EXERCISE DETAILS:
Copy each of the items below word for word, leaving out the pictures.

PROVIDED ENTRIES:
★ ★ ★ ★ ★ ★ ★
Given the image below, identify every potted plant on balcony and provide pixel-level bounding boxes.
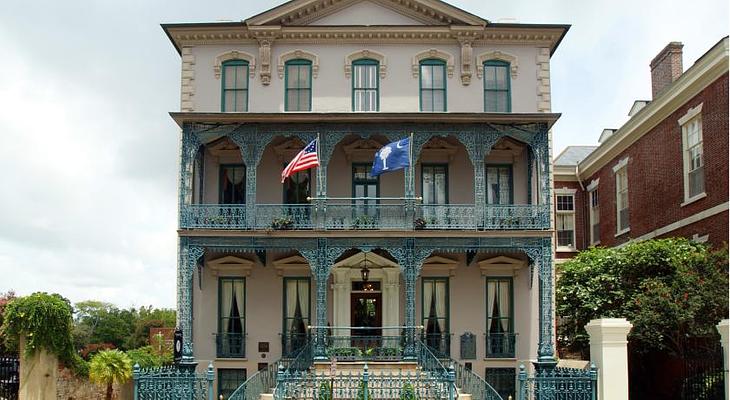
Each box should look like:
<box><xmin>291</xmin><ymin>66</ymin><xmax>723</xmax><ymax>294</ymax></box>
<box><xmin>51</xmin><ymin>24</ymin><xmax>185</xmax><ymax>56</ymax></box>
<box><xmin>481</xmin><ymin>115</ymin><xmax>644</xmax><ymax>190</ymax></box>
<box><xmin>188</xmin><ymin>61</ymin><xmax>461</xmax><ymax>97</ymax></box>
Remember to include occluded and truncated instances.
★ ★ ★ ★ ★ ★ ★
TASK OUTPUT:
Given the image below, identify every potted plant on balcony and provide pixel-level bounding boxes.
Each box should look like:
<box><xmin>291</xmin><ymin>66</ymin><xmax>723</xmax><ymax>294</ymax></box>
<box><xmin>51</xmin><ymin>24</ymin><xmax>185</xmax><ymax>56</ymax></box>
<box><xmin>481</xmin><ymin>115</ymin><xmax>644</xmax><ymax>190</ymax></box>
<box><xmin>188</xmin><ymin>61</ymin><xmax>461</xmax><ymax>97</ymax></box>
Remember to include occluded and truncated instances.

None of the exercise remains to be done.